Problem description — Count the lines in the records below that contain the string "Target". Reply with the number alone.

Pointing dataset excerpts:
/---

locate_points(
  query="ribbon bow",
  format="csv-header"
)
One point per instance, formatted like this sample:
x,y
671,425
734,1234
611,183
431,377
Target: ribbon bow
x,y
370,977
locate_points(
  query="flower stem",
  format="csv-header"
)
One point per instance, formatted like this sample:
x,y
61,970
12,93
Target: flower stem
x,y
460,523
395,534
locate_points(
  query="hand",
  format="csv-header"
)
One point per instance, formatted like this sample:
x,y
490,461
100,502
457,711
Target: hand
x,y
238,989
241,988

\---
/---

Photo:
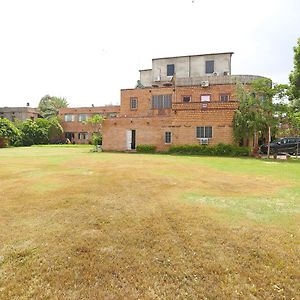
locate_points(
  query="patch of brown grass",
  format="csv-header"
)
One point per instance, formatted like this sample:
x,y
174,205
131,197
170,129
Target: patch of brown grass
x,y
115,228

\---

Reply — 4